> Exercise description: Count the lines in the data below that contain the string "tree", treating uppercase and lowercase as different. Reply with the number only.

Collected data entries:
(begin)

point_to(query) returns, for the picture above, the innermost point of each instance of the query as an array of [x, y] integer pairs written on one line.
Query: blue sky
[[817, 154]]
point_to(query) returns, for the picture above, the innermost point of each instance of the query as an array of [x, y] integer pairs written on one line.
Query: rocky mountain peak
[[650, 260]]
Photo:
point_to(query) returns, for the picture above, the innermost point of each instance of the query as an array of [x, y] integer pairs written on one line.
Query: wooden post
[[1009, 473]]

(end)
(begin)

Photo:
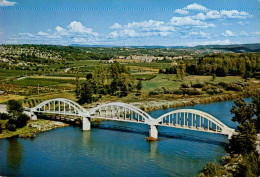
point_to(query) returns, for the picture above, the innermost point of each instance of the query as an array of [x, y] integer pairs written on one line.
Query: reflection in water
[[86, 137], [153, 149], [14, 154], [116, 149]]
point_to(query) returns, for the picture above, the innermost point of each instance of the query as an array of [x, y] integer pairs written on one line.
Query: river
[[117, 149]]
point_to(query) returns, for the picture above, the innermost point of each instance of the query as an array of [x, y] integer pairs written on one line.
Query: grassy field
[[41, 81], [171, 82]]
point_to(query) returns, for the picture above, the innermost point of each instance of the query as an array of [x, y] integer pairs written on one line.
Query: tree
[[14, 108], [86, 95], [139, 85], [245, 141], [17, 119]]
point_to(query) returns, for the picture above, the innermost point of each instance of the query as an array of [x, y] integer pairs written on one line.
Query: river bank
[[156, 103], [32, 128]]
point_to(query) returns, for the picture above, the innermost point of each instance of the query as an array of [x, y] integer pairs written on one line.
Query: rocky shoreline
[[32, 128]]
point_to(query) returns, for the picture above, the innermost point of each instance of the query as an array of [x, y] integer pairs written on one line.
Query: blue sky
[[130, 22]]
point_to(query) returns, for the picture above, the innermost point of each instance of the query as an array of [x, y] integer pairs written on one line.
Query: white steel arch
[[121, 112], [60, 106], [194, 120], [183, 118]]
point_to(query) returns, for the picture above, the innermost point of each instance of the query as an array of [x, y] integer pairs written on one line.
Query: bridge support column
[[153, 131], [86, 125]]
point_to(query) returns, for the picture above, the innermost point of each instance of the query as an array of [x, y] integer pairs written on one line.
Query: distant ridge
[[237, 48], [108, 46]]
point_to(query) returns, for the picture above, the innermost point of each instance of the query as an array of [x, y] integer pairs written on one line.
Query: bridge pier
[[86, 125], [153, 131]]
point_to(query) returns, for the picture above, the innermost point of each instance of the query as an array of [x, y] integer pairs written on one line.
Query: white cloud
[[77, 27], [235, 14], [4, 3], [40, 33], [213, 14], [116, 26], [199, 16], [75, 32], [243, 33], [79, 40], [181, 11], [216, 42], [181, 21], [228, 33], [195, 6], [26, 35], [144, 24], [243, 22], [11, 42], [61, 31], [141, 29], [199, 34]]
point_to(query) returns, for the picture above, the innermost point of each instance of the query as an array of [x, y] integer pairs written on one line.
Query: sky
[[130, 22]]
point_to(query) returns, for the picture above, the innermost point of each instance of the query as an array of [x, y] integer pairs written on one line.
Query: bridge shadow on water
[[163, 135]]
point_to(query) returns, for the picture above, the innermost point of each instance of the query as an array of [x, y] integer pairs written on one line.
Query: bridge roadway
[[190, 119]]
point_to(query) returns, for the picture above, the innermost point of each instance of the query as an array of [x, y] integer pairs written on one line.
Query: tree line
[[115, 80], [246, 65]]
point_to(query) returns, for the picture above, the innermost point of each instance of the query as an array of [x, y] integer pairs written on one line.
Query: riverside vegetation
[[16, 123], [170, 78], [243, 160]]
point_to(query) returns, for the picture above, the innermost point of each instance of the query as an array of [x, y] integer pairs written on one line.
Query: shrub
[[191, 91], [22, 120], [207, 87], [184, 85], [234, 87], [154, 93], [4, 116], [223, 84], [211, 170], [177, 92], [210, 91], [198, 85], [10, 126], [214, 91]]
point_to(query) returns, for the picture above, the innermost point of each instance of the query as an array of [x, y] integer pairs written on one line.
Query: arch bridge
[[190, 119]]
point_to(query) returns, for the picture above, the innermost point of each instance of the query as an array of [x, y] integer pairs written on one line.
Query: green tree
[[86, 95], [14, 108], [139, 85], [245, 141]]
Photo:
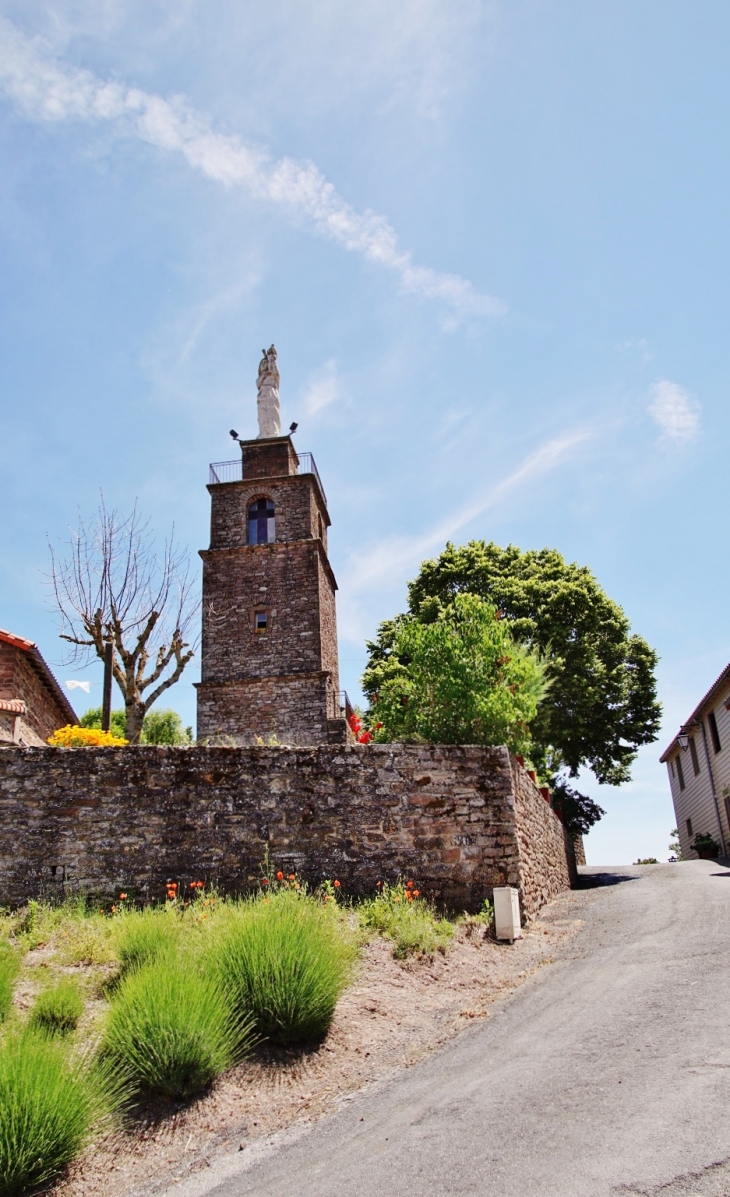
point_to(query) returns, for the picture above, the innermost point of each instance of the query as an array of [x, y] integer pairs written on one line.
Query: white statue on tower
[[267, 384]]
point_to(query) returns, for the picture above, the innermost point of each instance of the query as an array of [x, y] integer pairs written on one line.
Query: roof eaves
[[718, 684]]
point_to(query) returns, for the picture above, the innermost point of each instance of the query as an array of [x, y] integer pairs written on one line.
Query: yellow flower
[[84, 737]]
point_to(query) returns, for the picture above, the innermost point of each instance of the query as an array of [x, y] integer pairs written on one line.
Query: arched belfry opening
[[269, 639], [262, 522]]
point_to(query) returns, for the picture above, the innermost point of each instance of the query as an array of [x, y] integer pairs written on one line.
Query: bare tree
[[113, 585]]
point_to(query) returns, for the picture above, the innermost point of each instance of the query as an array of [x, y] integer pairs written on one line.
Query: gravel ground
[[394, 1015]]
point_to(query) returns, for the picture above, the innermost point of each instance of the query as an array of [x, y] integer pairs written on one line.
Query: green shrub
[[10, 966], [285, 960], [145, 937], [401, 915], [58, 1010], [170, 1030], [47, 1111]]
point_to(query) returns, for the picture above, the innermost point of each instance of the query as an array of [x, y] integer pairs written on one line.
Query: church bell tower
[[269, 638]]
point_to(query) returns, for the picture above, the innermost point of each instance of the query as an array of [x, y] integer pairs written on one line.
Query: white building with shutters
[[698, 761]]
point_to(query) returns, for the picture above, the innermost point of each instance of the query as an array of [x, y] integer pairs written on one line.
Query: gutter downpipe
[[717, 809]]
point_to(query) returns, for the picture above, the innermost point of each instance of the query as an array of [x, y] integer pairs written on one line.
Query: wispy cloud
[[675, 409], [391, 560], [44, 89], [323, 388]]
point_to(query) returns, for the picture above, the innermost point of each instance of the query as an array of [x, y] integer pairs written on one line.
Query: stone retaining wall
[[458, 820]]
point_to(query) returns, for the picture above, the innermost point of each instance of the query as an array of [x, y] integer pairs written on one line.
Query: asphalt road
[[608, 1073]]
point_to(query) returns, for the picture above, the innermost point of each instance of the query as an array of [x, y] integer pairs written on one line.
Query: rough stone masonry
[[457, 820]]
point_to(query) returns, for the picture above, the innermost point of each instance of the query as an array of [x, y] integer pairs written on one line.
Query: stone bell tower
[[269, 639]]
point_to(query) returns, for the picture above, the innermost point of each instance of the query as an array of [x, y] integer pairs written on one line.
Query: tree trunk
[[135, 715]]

(end)
(begin)

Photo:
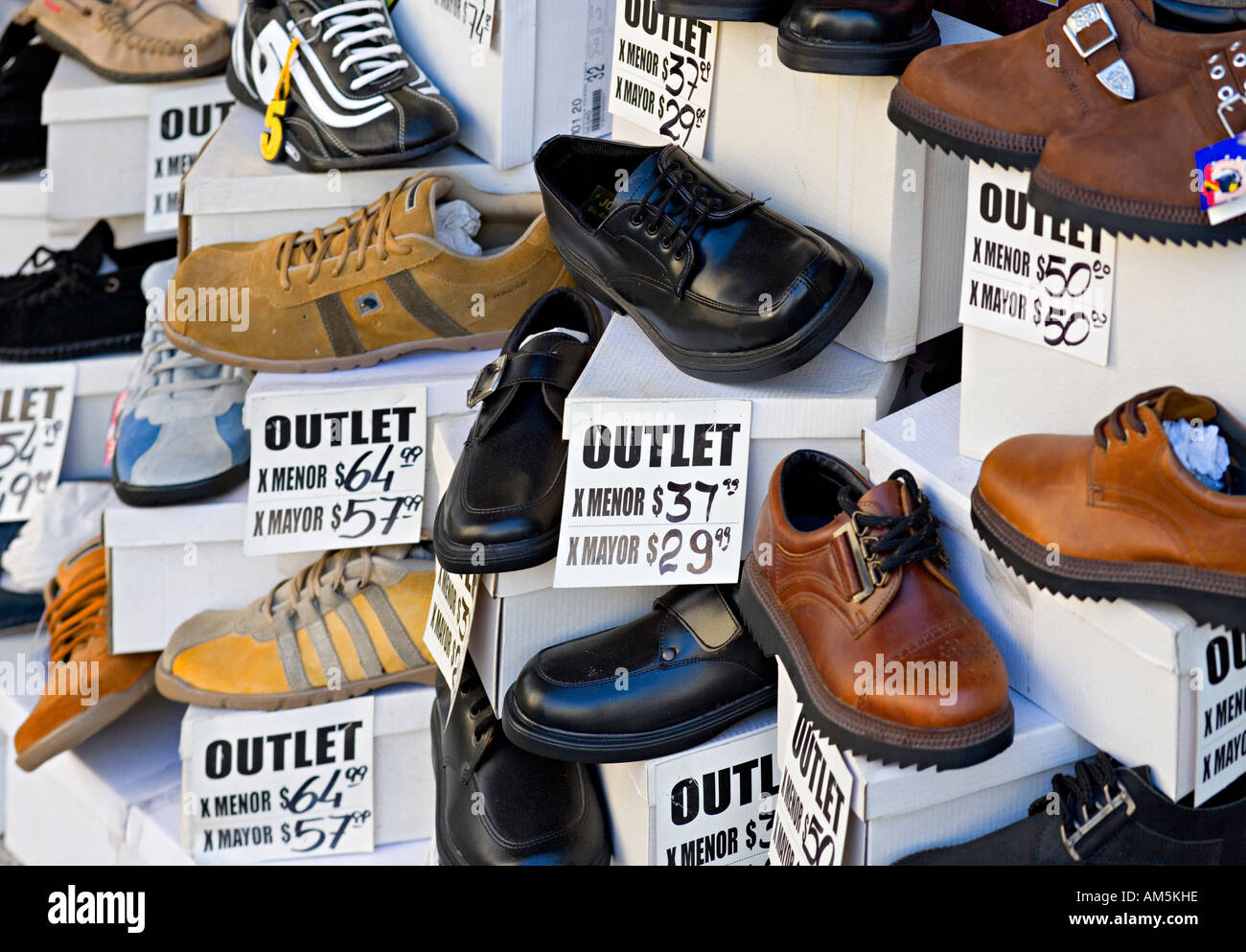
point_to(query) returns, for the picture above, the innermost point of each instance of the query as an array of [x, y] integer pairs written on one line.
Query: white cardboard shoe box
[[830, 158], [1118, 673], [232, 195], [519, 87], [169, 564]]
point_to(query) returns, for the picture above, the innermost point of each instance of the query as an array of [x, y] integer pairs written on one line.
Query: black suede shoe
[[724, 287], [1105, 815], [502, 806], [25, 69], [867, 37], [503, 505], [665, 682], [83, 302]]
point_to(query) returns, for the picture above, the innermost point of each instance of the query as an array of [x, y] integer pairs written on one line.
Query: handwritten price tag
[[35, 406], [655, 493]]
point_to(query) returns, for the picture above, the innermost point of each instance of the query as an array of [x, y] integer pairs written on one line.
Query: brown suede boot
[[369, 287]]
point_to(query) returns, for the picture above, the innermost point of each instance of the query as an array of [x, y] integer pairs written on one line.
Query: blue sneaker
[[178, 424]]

(end)

> Reply: 5